- 正文:
________
跳到主要内容

TPC-H Benchmark

SelectDB Cloud 致力于提供极致性能、简单易用的云上实时数据分析服务,在宽表聚合、多表关联和高并发点查等场景下均具有优异的性能表现。本文将介绍 SelectDB 在 TPC-H 标准测试上的测试方法和测试结果。

概述

TPC-H 是一个决策支持基准(Decision Support Benchmark),它由一套面向业务的特别查询和并发数据修改组成,使用的数据具有广泛的行业相关性。该基准测试通过一系列的查询操作,来评估数据库系统在处理复杂查询和数据挖掘任务时的性能。

说明

  • 本文 TPC-H 的实现基于 TPC-H 的基准测试,并不符合 TPC-H 基准测试的所有要求。本测试结果不能等同于完全遵守 TPC-H 测试规范所获得的测试结果,因此不能与完全遵守该测试规范获得的测试结果进行对比。
  • TPC-H 在内的标准测试集通常和实际业务场景差距较大,并且部分测试会针对测试集进行参数调优。所以标准测试集的测试结果仅能反映数据库在特定场景下的性能表现。建议使用实际业务数据进行进一步的测试。

测试环境

  • 数据库环境

    环境配置项配置说明
    地域和可用区华东1(杭州)地域,可用区K
    规格64核 512GB
    磁盘800GB 高性能云硬盘
    SelectDB Cloud 内核版本3.0.6
  • 客户端环境

    环境配置项配置说明
    下载测试工具的设备云服务器ECS实例
    地域和可用区华东1(杭州)地域
    实例规格ecs.g7.2xlarge
    操作系统Ubuntu 22.04.1 LTS
    网络用户专有网络(VPC)

测试数据集

整个测试模拟生成 TPC-H 100GB 和 500GB 的数据并导入 SelectDB 进行测试,下面是测试 100GB 数据表的相关及数据量。
________
- 所给记录:
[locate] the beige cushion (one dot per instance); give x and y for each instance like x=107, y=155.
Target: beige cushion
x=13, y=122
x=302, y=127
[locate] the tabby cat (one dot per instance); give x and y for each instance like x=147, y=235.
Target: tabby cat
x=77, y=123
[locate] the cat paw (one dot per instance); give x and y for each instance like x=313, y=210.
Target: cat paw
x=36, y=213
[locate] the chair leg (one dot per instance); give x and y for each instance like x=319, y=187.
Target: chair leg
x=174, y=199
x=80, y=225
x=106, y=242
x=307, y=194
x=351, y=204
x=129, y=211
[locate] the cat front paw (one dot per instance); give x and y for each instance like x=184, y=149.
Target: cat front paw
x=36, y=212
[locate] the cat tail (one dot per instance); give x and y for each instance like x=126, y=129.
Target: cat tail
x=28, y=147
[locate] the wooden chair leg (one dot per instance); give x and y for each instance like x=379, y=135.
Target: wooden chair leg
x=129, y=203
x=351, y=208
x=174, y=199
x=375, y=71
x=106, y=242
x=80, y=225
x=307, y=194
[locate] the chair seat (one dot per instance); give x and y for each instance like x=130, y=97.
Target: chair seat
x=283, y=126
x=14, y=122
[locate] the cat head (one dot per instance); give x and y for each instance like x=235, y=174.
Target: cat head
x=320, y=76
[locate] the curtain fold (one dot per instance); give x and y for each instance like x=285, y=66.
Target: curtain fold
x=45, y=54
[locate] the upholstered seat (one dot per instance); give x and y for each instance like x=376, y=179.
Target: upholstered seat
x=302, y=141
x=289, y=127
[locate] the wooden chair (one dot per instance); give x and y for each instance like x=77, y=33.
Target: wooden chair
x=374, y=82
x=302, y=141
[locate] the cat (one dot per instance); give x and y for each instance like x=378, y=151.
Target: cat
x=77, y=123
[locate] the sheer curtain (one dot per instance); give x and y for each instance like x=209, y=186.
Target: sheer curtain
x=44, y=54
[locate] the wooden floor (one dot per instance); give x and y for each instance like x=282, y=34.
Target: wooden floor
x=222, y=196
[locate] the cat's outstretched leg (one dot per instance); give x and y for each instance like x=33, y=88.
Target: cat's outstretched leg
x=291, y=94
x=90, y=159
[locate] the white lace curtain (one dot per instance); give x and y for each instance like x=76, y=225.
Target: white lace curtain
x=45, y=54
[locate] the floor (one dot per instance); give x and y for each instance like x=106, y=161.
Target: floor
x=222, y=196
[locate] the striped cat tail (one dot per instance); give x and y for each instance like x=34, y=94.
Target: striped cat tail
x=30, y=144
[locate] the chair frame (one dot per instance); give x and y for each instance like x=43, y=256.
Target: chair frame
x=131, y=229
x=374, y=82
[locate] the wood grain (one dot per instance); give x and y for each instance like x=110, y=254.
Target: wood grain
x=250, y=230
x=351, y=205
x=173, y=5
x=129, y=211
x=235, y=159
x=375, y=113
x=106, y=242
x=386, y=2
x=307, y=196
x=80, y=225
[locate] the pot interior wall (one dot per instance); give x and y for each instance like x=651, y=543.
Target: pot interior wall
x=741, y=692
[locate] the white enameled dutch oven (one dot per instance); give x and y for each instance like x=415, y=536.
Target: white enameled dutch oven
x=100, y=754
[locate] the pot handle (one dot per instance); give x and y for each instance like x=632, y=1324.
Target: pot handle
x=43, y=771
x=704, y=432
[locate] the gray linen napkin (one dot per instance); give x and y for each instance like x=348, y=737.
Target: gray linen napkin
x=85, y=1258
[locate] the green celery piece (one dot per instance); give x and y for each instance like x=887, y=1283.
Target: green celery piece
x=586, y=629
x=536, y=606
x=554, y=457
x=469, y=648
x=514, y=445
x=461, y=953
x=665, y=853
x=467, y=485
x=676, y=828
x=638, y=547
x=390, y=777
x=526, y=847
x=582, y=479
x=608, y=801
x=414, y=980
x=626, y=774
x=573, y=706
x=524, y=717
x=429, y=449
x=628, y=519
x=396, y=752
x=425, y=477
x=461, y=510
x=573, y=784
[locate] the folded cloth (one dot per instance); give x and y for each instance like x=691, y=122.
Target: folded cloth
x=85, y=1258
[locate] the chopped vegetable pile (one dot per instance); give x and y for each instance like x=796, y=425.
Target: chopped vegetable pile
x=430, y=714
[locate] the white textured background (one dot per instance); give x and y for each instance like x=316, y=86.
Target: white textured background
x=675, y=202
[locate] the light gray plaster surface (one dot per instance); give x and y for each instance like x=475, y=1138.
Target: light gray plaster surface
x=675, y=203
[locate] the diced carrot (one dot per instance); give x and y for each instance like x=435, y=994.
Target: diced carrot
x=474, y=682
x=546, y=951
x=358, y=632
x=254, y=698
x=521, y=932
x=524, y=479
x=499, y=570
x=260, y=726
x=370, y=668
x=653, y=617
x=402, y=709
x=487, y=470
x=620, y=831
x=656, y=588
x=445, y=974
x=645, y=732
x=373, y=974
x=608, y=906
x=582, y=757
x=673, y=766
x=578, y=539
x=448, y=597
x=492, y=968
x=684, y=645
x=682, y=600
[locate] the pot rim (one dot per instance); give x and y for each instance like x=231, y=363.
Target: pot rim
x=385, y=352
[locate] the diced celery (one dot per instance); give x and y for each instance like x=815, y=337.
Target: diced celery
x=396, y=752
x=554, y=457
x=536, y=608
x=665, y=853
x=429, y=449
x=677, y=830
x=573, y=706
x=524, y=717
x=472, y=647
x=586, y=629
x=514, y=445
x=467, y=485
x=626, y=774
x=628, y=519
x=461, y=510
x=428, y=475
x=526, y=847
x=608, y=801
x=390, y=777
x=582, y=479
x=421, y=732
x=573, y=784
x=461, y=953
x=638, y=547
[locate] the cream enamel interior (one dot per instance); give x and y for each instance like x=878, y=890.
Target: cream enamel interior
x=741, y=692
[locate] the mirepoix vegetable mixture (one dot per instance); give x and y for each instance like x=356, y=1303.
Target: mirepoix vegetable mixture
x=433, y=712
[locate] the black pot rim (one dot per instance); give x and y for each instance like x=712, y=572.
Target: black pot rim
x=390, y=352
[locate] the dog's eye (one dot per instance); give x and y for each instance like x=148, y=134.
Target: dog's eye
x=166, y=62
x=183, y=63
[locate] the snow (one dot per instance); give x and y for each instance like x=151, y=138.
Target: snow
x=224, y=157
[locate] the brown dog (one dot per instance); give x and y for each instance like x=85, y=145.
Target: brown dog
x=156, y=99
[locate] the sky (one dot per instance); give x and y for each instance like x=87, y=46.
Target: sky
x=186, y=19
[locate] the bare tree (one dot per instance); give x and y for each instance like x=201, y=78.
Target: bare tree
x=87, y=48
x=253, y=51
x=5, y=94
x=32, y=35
________
- 题目: 从上文 SelectDB TPC-H 测试一文的最后一句之后续写这篇文章。

- 最终答案:
TPC-H表名行数导入后大小备注
REGION5400KB区域表
NATION257.714KB国家表
SUPPLIER100万85.528MB供应商表
PART2000万752.330MB零部件表
PARTSUPP8000万4.375GB零部件供应表
CUSTOMER1500万1.317GB客户表
ORDERS1.5亿6.301GB订单表
LINEITEM6亿20.882GB订单明细表

测试步骤

如下介绍进行测试所需要的前置工作和测试步骤。涉及的脚本获取请参见测试工具

步骤一:安装 unzip 工具

  1. 安装 unzip,示例如下:

    sudo apt install unzip

    这个命令将会安装 unzip 以及它的所有依赖项。

  2. 安装完成后,可以通过运行以下命令来验证 unzip 是否已成功安装。

    unzip --help

步骤二:下载安装 TPC-H 数据生成工具

从上述脚本库中获取脚本后,解压脚本文件并进入对应目录,执行以下指令,下载并编译 tpch-dbgen 工具,示例如下:

tar -zxvf yaochi_performance_tool.tar.gz
cd ./yaochi_performance_tool/tpch-tools/bin
bash build-tpch-dbgen.sh

安装成功后,将在TPC-H_Tools_v3.0.0/目录下生成dbgen二进制文件。

步骤三:生成 TPC-H 测试集

在安装测试工具目录执行以下脚本生成 TPC-H 数据集,示例如下:

cd ./yaochi_performance_tool/tpch-tools/bin
bash gen-tpch-data.sh

数据会以.tbl为后缀在tpch-data/目录下生成,默认情况下的文件总大小约 100GB。生成时间可能在数分钟到 1 小时不等。

步骤三:建表

  1. 准备doris-cluster.conf文件

    在调用导入脚本前,需要将测试数据库的连接信息写在doris-cluster.conf文件中。文件位置在tpch-tools/conf/目录下,内容包括连接集群的地址、HTTP 端口、用户名、密码和待导入数据的 DB。

    export FE_HOST="xxx"
    export FE_HTTP_PORT="8080"
    export FE_QUERY_PORT="9030"
    export USER="root"
    export PASSWORD='xxx'
    export DB="tpch1"

    说明 您可以在 SelectD Cloud 平台上选择仓库,点击 连接 > 查看当前仓库的 私有连接地址 (或 公网连接地址 )以及 HTTP协议端口,然后替换上述脚本中的变量。

  2. 创建TPC-H表。

    ./yaochi_performance_tool/tpch-tools/in目录下执行脚本来自动创建测试用表。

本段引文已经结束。